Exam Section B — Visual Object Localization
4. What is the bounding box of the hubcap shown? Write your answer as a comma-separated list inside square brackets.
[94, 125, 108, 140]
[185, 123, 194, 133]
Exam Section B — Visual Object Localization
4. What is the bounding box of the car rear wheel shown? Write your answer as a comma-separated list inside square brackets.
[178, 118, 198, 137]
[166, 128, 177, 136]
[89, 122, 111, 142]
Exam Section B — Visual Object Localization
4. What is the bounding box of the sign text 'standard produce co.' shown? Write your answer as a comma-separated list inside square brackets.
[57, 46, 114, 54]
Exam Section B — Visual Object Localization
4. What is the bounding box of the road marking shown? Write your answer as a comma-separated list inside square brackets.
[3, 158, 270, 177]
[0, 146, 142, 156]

★ ★ ★ ★

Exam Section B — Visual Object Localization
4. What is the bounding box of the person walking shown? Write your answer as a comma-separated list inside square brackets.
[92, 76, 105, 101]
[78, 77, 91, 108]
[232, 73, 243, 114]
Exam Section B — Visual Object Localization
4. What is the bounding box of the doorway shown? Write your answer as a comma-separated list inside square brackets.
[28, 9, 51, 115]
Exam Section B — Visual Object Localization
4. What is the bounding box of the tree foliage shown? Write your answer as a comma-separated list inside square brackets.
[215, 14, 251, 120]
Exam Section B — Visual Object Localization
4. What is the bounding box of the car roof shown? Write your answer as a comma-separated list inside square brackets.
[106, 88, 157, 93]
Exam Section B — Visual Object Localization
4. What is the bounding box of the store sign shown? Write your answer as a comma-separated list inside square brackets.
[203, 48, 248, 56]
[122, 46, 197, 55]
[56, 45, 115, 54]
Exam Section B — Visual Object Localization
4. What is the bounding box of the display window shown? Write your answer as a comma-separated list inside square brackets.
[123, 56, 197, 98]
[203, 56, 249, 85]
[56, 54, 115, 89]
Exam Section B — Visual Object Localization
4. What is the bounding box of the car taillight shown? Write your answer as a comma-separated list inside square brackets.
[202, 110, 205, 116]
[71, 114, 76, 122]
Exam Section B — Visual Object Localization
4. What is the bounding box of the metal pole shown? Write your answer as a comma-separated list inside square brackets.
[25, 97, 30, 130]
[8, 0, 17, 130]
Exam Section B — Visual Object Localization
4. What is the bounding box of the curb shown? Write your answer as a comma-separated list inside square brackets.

★ ★ ★ ★

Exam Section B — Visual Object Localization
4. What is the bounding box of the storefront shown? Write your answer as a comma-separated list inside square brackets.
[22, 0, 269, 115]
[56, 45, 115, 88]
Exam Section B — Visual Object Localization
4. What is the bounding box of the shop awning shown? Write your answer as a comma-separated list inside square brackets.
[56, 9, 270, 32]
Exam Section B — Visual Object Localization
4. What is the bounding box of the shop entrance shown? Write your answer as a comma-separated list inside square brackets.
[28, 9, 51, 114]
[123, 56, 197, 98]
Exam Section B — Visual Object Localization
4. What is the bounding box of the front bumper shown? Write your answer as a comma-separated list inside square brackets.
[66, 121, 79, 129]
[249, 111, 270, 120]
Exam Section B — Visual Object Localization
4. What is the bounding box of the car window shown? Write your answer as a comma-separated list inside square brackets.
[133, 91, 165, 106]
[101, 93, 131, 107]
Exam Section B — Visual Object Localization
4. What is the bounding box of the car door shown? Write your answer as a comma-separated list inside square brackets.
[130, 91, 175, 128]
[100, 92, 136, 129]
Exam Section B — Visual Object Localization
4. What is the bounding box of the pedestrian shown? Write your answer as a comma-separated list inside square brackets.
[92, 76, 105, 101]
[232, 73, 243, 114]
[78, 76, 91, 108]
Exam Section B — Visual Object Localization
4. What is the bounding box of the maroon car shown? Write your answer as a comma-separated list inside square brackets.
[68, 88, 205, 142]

★ ★ ★ ★

WHAT IS BEING ASKED:
Copy every line from the entries above that contains the word "window".

TASK SOLUTION:
4. What is the bounding box of the display window shown? Write your answer as a comma-separated list inside square brackets.
4. What is the bounding box of the car window shown? Write your answer as a comma-separated list inside square brackets.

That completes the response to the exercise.